Texto extraído -
+ + + + + + +

MEDIAVALISMO EN PLENO SIGLO XXI

 Medievalismo en pleno siglo XXI

Aterradores episodios como el asesinato de las hermanas de Tarrasa nos recuerdan la cruda realidad que se vive aún en muchos rincones del planeta y el difícil encaje del multiculturalismo

EL espeluznante asesinato de dos mujeres de origen paquistaní residentes de Tarrasa, víctimas ambas de un ‘crimen de honor’ en la región del Punjab por negarse a un matrimonio a la fuerza con unos primos suyos, nos viene a recordar el atroz y anacrónico medievalismo que aún habita en algunos rincones del planeta, donde los derechos humanos no se aplican con plenitud o directamente no existen de manera real, sometidos a leyes ancestrales de inspiración tribal o directamente influidas por el fundamentalismo islamista. El caso de las hermanas Uruj y Anisa Abbas, que engañadas fueron conducidas a Pakistán, donde sus familiares las torturaron salvajemente antes de encontrar la muerte, no son extraños en aquel país asiático, donde a lo largo de 2021 se produjeron 478 crímenes de honor, con un casi idéntico perfil sobrecogedor al de las hermanas de Tarrasa.

Con una efectividad pendular, Pakistán ha ido mejorando su legislación con el fin de que estos asesinatos fueran reduciéndose. En 2005, el Gobierno de Islamabad promovió la reforma de su Código Penal para que estos ‘crímenes de honor’ no quedasen impunes. Es de celebrar, sin duda, el propósito de mejora, pero no tanto la ventana que se dejaba abierta para que al final, con la solicitud de perdón de un familiar (conseguida quizá bajo amenaza), a los asesinos se les reduzca sustancialmente la condena o directamente salgan en libertad.

Se trata, en definitiva, de un problema estructural de esas sociedades, sometidas desde hace siglos a un rigorismo islamista en lo tendente a la moral y las prácticas sociales. Naturalmente, la vecindad durante tantos años del régimen talibán ha empeorado el problema. Por eso era tan importante para la región que no se produjera la reconquista talibán del pasado verano, que se saldó con una vergonzante retirada del contingente internacional que había llevado al país a un difícil y tímido progreso en los derechos humanos de aquella atormentada población, en especial de las afganas. Hace solo unas fechas, el mulá al mando volvía a imponer a las mujeres la obligatoriedad del burka, símbolo del desdichado destino que les espera en su país. La porosidad de la frontera ha operado efectos muy negativos en la vecina Pakistán.

+ + + + + + +

Datos proporcionados -
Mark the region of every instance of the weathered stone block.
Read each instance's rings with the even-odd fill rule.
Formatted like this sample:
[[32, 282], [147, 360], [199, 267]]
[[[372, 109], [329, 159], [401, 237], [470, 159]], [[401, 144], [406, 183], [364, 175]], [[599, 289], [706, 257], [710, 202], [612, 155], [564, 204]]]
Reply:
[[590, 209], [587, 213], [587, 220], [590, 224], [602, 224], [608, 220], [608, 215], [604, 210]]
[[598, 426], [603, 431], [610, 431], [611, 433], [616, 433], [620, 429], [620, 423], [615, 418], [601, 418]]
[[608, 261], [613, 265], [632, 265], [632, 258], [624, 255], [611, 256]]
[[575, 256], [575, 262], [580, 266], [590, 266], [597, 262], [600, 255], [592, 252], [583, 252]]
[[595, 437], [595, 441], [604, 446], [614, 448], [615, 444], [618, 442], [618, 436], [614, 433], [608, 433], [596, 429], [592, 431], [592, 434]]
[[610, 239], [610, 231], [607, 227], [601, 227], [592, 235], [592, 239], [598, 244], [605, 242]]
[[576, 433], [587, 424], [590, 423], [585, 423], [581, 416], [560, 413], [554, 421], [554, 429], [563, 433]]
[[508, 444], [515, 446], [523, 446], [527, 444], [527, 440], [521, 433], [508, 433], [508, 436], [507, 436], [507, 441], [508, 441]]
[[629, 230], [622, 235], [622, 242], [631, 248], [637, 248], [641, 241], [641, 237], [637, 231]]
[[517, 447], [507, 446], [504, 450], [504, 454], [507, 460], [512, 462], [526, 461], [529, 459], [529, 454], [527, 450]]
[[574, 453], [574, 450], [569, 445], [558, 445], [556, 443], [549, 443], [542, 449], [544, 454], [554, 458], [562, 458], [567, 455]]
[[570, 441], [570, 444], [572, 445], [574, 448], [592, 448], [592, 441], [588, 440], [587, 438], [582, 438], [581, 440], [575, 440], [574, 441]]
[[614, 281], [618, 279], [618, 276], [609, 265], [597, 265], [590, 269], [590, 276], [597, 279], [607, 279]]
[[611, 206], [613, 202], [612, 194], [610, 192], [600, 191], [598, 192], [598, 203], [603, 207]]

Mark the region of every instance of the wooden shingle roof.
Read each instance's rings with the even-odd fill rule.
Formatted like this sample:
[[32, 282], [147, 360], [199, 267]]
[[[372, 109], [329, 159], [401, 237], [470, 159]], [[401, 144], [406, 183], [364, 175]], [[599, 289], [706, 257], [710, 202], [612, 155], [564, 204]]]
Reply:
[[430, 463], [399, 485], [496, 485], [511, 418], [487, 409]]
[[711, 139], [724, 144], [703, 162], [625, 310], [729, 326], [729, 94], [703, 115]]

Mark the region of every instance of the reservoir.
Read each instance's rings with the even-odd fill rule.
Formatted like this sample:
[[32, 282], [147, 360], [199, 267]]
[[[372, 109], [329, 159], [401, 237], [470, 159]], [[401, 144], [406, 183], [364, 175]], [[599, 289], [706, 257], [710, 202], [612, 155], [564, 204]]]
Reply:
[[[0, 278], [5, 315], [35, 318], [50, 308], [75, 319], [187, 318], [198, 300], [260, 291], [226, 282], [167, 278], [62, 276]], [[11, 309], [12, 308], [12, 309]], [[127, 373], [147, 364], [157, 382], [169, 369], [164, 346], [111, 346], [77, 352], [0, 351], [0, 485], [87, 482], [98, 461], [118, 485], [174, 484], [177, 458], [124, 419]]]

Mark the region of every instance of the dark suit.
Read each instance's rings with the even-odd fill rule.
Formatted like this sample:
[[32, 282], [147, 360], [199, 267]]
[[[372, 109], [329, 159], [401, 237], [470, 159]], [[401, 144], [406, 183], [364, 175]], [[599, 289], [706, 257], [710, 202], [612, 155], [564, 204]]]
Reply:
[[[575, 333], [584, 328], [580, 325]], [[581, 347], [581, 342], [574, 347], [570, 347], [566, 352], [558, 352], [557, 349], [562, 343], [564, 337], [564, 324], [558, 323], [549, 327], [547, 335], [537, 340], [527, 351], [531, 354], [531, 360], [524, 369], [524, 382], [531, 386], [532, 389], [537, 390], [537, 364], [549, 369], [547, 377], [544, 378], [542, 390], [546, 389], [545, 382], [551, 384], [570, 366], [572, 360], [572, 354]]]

+ + + + + + +

Tareas -
**A.** Reescribe el pasaje del texto sobre los crímenes de honor desde "Con una efectividad" hasta "salgan en libertad.", ambos incluidos, y pon "Código Penal pakistaní" en lugar de "Código Penal".
**B.** Según el texto sobre los crímenes de honor, ¿cuántos de esos crímenes hubo en Pakistán a lo largo de 2021?

Resultados en orden -
**A.**
Con una efectividad pendular, Pakistán ha ido mejorando su legislación con el fin de que estos asesinatos fueran reduciéndose. En 2005, el Gobierno de Islamabad promovió la reforma de su Código Penal pakistaní para que estos ‘crímenes de honor’ no quedasen impunes. Es de celebrar, sin duda, el propósito de mejora, pero no tanto la ventana que se dejaba abierta para que al final, con la solicitud de perdón de un familiar (conseguida quizá bajo amenaza), a los asesinos se les reduzca sustancialmente la condena o directamente salgan en libertad.

**B.** 478.